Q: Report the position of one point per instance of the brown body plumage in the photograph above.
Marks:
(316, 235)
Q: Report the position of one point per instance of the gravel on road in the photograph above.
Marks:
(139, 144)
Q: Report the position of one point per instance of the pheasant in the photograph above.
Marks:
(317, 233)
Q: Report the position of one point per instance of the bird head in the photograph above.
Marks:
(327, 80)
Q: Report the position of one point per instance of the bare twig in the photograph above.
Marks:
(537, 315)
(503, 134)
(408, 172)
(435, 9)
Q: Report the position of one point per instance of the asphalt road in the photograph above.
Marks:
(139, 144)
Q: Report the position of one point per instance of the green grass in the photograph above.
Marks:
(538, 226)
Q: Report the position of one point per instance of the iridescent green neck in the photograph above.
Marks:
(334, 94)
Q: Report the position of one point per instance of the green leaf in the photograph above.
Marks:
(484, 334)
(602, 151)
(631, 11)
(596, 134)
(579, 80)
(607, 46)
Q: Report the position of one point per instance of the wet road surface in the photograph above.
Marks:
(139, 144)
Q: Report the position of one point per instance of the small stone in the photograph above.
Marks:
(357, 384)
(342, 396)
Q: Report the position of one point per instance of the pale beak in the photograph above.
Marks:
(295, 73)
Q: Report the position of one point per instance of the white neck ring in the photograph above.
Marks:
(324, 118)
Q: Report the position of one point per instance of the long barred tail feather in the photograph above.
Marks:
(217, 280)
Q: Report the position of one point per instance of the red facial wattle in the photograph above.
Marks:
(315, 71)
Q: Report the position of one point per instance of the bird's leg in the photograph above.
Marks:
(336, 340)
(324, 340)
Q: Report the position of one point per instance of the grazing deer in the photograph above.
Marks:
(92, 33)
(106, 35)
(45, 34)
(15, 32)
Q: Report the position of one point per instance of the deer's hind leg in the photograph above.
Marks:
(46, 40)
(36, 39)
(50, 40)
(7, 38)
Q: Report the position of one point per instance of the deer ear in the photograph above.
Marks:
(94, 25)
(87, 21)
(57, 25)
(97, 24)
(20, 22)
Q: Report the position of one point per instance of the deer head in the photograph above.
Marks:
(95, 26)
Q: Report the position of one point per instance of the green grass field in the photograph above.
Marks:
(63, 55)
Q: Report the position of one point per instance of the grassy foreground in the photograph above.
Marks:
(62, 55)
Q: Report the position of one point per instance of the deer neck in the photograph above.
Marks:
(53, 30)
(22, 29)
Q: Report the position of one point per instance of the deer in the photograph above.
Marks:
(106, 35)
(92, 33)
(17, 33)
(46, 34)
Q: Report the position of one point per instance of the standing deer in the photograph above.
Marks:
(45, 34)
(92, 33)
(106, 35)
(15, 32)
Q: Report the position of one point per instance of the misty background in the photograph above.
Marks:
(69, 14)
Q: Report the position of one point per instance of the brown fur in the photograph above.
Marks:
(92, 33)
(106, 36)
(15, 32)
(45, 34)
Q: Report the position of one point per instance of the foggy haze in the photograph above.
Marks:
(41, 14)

__________________________________________________

- **Exercise directions**: Copy the lines from the one containing "field in the photograph above." through the end of the entries, putting "light fog" in place of "foggy haze" and changing nothing else.

- **Exercise output**:
Q: Report the position of one point per instance of the green grass field in the photograph above.
Marks:
(63, 55)
Q: Report the position of one point per instance of the grassy foreground in the photograph above.
Marks:
(62, 55)
Q: Report the position of one point per instance of the deer neck in the photograph above.
Marks:
(53, 30)
(22, 29)
Q: Report the position of one point per instance of the deer in the photograph above.
Marks:
(106, 35)
(92, 33)
(17, 33)
(46, 34)
Q: Report the position of one point per instance of the standing deer in the photograph above.
Marks:
(45, 34)
(92, 33)
(106, 35)
(15, 32)
Q: Report the position of one point per instance of the misty background in the photograph above.
Marks:
(69, 14)
Q: Report the position of one point per instance of the brown fur in the photograph above.
Marks:
(92, 33)
(106, 36)
(15, 32)
(45, 34)
Q: Report the position of one point per instance of the light fog in the photograph above.
Marks:
(41, 14)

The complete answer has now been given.